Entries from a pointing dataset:
··········

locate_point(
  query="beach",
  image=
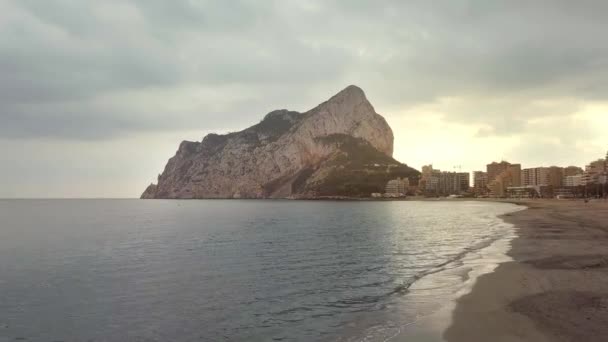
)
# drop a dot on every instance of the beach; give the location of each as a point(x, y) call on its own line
point(556, 287)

··········

Copy the items above word for word, leaving out the pictures.

locate_point(
  query="beach",
  image=
)
# drop a dot on every instance of the beach; give the location of each as a point(x, y) call on its own line
point(556, 287)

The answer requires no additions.